Gather every line below that contains the word "flap", and copy each such line in full.

**DATA**
- - -

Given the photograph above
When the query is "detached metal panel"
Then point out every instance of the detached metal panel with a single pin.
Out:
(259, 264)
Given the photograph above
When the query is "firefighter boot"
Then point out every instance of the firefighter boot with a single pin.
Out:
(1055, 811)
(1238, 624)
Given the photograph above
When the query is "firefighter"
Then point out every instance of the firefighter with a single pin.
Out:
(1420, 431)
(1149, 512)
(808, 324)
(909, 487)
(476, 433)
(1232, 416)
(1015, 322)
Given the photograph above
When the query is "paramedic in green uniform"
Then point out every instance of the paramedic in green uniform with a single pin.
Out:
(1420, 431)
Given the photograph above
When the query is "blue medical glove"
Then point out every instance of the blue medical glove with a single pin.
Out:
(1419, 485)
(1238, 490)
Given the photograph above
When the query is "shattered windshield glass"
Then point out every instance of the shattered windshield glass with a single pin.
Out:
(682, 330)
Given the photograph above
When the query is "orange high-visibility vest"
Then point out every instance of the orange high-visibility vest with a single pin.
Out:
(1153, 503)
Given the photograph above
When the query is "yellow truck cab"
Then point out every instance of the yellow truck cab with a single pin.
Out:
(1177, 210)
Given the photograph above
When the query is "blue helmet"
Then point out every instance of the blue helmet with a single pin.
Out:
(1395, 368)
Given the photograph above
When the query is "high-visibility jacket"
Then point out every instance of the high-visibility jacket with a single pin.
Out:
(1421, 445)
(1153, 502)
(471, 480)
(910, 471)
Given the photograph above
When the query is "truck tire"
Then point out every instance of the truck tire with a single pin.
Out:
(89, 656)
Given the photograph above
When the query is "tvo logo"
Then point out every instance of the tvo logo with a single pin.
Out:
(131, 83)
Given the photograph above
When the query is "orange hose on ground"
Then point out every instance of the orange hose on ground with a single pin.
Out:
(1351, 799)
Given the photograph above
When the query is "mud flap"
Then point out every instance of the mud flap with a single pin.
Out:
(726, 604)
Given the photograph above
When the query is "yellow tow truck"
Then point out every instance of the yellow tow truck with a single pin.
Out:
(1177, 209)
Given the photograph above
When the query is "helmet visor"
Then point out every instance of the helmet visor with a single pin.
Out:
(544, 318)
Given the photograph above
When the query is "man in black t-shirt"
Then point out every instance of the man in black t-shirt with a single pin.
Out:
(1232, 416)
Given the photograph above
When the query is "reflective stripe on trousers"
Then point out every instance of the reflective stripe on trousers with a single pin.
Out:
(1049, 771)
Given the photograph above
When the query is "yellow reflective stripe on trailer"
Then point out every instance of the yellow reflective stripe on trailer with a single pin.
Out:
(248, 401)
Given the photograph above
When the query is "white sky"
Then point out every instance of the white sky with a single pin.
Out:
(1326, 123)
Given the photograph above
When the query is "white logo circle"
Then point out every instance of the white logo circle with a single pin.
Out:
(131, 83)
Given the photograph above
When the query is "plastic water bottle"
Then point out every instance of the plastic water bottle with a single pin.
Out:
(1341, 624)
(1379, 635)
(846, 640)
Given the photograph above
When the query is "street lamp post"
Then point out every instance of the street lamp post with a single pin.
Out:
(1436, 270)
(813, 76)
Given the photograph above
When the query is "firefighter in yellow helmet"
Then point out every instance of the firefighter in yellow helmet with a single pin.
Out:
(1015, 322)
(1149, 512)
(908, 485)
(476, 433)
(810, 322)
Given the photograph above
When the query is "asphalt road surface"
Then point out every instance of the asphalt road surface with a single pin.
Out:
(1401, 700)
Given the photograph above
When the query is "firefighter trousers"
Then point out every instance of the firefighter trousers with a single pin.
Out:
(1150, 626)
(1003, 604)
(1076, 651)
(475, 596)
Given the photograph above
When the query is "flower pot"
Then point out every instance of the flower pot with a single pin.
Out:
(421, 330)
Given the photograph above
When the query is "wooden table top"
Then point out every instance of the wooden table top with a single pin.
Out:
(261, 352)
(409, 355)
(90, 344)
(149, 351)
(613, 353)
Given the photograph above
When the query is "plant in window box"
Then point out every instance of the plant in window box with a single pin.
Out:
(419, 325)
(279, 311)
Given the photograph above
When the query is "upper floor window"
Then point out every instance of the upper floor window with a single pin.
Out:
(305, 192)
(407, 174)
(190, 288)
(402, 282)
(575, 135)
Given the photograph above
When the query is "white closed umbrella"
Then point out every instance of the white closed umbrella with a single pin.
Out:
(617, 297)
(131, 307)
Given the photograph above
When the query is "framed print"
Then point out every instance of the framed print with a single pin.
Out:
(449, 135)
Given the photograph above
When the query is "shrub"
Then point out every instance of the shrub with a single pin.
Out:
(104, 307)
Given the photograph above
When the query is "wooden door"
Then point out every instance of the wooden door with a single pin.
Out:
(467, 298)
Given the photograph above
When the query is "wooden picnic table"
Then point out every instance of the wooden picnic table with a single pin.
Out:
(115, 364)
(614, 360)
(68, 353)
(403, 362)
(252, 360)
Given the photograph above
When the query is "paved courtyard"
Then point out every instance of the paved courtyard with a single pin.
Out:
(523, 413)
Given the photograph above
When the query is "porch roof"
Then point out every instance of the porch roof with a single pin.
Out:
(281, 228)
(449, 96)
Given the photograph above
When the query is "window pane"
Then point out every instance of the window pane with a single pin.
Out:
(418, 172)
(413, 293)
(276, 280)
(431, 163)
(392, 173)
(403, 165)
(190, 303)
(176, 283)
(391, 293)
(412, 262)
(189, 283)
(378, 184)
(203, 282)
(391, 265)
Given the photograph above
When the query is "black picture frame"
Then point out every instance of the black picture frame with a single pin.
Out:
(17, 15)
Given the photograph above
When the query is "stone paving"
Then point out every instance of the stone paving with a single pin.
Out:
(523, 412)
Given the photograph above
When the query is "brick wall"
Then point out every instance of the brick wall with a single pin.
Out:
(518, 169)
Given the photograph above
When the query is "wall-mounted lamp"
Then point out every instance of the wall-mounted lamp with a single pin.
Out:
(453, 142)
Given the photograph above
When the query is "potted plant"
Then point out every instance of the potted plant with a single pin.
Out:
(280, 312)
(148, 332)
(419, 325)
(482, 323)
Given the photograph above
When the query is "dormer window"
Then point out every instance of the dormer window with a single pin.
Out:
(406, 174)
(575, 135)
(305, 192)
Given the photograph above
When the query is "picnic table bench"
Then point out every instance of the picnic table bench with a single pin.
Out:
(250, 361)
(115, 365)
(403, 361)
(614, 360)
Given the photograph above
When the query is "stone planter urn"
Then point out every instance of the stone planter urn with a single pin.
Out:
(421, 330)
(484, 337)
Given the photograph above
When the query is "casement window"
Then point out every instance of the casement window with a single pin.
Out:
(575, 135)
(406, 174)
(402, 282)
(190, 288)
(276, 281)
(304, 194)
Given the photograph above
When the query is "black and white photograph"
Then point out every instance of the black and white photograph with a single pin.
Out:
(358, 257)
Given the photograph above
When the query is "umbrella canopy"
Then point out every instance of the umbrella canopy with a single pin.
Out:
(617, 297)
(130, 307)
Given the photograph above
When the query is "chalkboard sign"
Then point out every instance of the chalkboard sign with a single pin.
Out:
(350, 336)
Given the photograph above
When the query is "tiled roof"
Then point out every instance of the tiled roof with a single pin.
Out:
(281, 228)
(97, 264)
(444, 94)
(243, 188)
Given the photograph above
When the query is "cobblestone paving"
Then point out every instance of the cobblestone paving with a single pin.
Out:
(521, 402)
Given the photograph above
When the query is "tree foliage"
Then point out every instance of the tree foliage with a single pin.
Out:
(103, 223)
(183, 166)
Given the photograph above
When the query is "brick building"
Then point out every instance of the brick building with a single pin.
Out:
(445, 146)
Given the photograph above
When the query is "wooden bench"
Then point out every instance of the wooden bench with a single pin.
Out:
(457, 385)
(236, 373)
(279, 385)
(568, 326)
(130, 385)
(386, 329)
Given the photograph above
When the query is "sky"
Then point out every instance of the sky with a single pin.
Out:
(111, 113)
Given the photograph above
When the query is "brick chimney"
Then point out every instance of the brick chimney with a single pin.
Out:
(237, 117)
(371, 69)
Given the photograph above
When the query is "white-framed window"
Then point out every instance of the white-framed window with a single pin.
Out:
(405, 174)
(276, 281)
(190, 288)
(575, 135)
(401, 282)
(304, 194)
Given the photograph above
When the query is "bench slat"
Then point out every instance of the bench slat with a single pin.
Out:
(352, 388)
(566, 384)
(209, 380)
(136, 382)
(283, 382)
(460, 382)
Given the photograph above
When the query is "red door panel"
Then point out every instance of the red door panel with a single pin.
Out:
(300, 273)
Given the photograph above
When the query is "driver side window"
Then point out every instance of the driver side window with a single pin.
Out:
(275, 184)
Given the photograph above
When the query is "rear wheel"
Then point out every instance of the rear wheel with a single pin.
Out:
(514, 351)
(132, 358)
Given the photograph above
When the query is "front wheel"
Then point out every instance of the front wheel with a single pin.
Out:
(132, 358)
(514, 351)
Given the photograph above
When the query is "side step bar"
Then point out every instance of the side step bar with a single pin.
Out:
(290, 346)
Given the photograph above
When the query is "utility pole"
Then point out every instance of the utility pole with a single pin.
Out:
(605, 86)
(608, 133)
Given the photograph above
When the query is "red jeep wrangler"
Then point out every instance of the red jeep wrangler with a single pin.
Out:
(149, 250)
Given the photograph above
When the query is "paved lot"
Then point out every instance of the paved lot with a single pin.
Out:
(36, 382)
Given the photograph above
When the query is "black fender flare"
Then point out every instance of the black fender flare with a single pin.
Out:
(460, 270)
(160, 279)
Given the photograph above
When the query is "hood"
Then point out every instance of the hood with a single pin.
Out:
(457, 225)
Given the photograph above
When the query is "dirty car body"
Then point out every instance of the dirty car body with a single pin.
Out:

- - -

**THE SOLUTION**
When the query is "mud flap"
Then point out every instance of the mud flap with a single pin.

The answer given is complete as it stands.